== Task details ==
Your task is to copy all of the data exactly.

Data entries:
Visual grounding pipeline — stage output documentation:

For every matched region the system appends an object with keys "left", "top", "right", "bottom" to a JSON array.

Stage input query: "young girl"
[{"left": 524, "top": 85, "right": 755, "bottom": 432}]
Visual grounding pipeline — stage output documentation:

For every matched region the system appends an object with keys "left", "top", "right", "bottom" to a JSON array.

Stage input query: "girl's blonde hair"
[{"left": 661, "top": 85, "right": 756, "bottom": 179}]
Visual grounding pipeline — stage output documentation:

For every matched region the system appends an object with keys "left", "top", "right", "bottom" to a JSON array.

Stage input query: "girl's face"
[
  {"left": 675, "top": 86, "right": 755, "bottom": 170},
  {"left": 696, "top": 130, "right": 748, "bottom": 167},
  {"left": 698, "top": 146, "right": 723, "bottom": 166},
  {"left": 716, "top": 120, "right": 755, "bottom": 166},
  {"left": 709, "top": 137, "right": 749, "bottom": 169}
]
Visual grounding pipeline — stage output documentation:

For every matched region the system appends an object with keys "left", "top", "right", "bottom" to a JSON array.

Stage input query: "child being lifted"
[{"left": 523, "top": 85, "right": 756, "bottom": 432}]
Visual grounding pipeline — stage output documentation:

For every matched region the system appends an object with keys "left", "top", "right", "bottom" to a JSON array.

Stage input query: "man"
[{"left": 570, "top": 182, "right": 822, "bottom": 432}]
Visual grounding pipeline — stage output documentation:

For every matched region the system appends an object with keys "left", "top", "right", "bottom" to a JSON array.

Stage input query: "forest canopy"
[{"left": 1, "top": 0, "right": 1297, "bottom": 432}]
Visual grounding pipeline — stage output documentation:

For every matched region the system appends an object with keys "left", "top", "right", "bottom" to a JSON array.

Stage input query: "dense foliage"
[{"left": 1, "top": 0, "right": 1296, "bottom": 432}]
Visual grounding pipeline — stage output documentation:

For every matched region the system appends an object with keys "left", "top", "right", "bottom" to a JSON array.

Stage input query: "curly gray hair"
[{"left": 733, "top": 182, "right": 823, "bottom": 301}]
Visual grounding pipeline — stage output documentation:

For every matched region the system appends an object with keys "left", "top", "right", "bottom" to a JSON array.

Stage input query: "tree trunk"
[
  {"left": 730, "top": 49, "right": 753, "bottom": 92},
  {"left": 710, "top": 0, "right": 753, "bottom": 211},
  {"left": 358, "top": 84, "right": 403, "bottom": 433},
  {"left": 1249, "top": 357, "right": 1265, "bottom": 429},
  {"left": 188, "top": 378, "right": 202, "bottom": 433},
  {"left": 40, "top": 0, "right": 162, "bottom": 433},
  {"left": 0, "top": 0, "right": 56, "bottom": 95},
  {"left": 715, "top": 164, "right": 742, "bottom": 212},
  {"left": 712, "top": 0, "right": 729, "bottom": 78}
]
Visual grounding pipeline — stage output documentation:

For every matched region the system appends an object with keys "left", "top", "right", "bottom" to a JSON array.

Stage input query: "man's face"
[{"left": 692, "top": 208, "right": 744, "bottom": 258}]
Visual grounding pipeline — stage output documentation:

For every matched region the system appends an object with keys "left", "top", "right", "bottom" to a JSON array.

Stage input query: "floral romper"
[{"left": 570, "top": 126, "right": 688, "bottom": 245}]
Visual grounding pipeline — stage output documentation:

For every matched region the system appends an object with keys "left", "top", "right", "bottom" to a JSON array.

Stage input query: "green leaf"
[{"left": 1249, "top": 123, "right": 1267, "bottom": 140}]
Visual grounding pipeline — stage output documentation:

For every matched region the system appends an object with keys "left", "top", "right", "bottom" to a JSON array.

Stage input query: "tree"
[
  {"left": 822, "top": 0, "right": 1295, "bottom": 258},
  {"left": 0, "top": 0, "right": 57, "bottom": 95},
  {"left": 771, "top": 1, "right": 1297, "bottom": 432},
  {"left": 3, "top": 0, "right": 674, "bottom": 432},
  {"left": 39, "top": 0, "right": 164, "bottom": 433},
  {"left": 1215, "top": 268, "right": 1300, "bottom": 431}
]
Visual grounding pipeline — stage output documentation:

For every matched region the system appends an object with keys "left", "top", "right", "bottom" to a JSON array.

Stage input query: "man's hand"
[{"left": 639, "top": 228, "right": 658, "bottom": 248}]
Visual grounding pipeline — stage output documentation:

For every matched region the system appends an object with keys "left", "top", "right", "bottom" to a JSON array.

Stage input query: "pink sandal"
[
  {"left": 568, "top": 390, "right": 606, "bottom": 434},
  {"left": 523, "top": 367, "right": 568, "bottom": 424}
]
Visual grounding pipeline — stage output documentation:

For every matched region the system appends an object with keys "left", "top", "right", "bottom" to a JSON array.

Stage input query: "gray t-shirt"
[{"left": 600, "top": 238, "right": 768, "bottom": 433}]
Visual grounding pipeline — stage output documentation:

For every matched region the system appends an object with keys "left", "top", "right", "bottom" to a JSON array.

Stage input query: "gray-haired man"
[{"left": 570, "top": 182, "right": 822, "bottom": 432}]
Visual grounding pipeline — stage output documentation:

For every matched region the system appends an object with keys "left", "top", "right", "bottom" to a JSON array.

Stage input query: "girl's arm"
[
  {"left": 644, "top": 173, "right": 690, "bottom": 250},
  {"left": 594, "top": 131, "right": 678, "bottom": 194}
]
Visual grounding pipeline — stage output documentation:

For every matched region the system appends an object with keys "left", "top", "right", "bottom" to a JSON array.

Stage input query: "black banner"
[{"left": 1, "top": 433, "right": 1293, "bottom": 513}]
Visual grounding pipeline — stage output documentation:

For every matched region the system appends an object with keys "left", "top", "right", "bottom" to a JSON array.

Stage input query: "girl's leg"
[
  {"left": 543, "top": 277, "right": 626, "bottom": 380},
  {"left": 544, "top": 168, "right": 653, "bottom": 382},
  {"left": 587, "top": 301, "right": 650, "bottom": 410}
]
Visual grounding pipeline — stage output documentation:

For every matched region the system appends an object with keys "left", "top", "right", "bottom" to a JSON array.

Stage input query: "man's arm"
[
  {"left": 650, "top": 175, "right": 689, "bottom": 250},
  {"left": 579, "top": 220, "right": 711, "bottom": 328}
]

== Exercise result ==
Visual grounding pipeline — stage output documentation:

For every matched region the system appends an object with keys "left", "top", "right", "bottom" to a JSON array.

Stage input query: "young girl"
[{"left": 524, "top": 85, "right": 755, "bottom": 432}]
Visual grounding pipeline — stage output documentation:

For every matched region the system appends an object with keys "left", "top", "right", "bottom" to a JSON array.

Stage input query: "girl's blonde hair"
[{"left": 661, "top": 85, "right": 756, "bottom": 179}]
Visual grounding pipeline — stage output documentation:

For every matched region the system appends an object with keys "left", "top", "right", "bottom" to a JSON array.

Stage input query: "girl's face"
[
  {"left": 675, "top": 86, "right": 755, "bottom": 170},
  {"left": 696, "top": 130, "right": 748, "bottom": 167},
  {"left": 698, "top": 146, "right": 723, "bottom": 166},
  {"left": 716, "top": 120, "right": 755, "bottom": 166},
  {"left": 709, "top": 137, "right": 749, "bottom": 169}
]
Visual grounding pipeline — stage output documentation:

For every matched region the system appends an object with keys "left", "top", "right", "bottom" to a JSON array.

Stage input query: "child being lifted"
[{"left": 523, "top": 85, "right": 756, "bottom": 432}]
Visual grounding pipeline — stage output documentation:

For every matched region the system appends an object with keys "left", "top", "right", "bottom" to a JSON array.

Stage input query: "man"
[{"left": 570, "top": 182, "right": 822, "bottom": 432}]
Visual grounding pipeline — stage output documentation:

For every matched region the system appends an object with keys "left", "top", "right", "bottom" to a JSON array.

Stage input query: "forest canopy"
[{"left": 1, "top": 0, "right": 1297, "bottom": 432}]
Visual grounding pipeline — stage output documentation:

For every matched region the system appends an object with keys "left", "top", "right", "bottom" to a JSON array.

Stage input query: "dense foliage"
[{"left": 1, "top": 0, "right": 1296, "bottom": 432}]
Visual grounding pipeline — stage output documentation:

For every matched region the system appends an object with keys "left", "top", "right", "bottom" to a JSON array.

Stage input query: "curly gray hair"
[{"left": 733, "top": 182, "right": 823, "bottom": 301}]
Visual grounding pipeline — stage output documentation:

For every matched region the system appends an object with keys "left", "top", "right", "bottom" to a JSON array.

Stage input query: "tree trunk"
[
  {"left": 730, "top": 49, "right": 753, "bottom": 92},
  {"left": 710, "top": 0, "right": 753, "bottom": 211},
  {"left": 358, "top": 84, "right": 403, "bottom": 433},
  {"left": 1249, "top": 357, "right": 1265, "bottom": 429},
  {"left": 188, "top": 378, "right": 202, "bottom": 433},
  {"left": 40, "top": 0, "right": 162, "bottom": 433},
  {"left": 0, "top": 0, "right": 56, "bottom": 95},
  {"left": 715, "top": 164, "right": 742, "bottom": 212},
  {"left": 712, "top": 0, "right": 729, "bottom": 78}
]
Visual grounding pipeline — stage output documentation:

For every matched region the system appends an object with keys "left", "top", "right", "bottom" to a JSON array.

Stage input query: "man's face"
[{"left": 692, "top": 208, "right": 744, "bottom": 258}]
Visual grounding pipeline — stage output documentation:

For every matched region the system appends an object with keys "left", "top", "right", "bottom" to a JSON array.

Stage input query: "floral romper"
[{"left": 570, "top": 126, "right": 688, "bottom": 245}]
Visual grounding pipeline — stage output documentation:

For every matched region the system appends an object with keys "left", "top", "right", "bottom" to a JSON array.

Stage input query: "green leaf"
[{"left": 1249, "top": 123, "right": 1267, "bottom": 140}]
Visual grounding pipeline — stage output documentation:

For every matched region the system appends an object with keys "left", "top", "right", "bottom" to a JSON array.

Stage input query: "tree"
[
  {"left": 822, "top": 0, "right": 1295, "bottom": 258},
  {"left": 0, "top": 0, "right": 57, "bottom": 95},
  {"left": 771, "top": 1, "right": 1297, "bottom": 432},
  {"left": 3, "top": 0, "right": 674, "bottom": 432},
  {"left": 39, "top": 0, "right": 164, "bottom": 433},
  {"left": 1215, "top": 268, "right": 1300, "bottom": 431}
]
Visual grounding pipeline — stage output documentation:

For every matched region the system appends an object with keys "left", "top", "right", "bottom" to a JSON array.

Stage input query: "man's hand"
[{"left": 639, "top": 228, "right": 658, "bottom": 248}]
Visual grounding pipeline — stage output documentation:

For every matched region the system appends an object with keys "left", "top", "right", "bottom" to a JSON array.

Stage input query: "pink sandal"
[
  {"left": 568, "top": 390, "right": 606, "bottom": 434},
  {"left": 523, "top": 367, "right": 568, "bottom": 424}
]
Visual grounding pipeline — stage output documentation:

For every matched region the system appends an object with keys "left", "top", "right", "bottom" to a JSON array.

Stage input query: "gray t-shirt"
[{"left": 600, "top": 238, "right": 768, "bottom": 433}]
Visual grounding pipeline — stage output documentation:

For every matched region the system appends an object with keys "left", "top", "right", "bottom" to a JSON array.

Stage input query: "gray-haired man"
[{"left": 570, "top": 182, "right": 822, "bottom": 432}]
Visual grounding pipeline — stage output documentation:

For every matched region the system appends an object with keys "left", "top", "right", "bottom" to a JSON array.

Stage input query: "girl's arm"
[
  {"left": 644, "top": 173, "right": 690, "bottom": 250},
  {"left": 594, "top": 131, "right": 678, "bottom": 194}
]
Visual grounding pipeline — stage output documentation:

For every matched region the system appends an object with keys "left", "top", "right", "bottom" to a JSON array.

Stage input query: "black banner"
[{"left": 1, "top": 433, "right": 1293, "bottom": 513}]
Visual grounding pipeline — stage output documentation:

For every matched region the system appends an object with keys "left", "top", "right", "bottom" to a JSON array.

Stage input query: "girl's leg"
[
  {"left": 543, "top": 277, "right": 626, "bottom": 380},
  {"left": 544, "top": 168, "right": 653, "bottom": 382},
  {"left": 587, "top": 301, "right": 650, "bottom": 410}
]
Visual grounding pipeline — stage output documentation:

For every matched region the system appends an object with keys "left", "top", "right", "bottom" to a JSON array.

Stage input query: "man's arm"
[
  {"left": 650, "top": 175, "right": 689, "bottom": 250},
  {"left": 579, "top": 220, "right": 711, "bottom": 328}
]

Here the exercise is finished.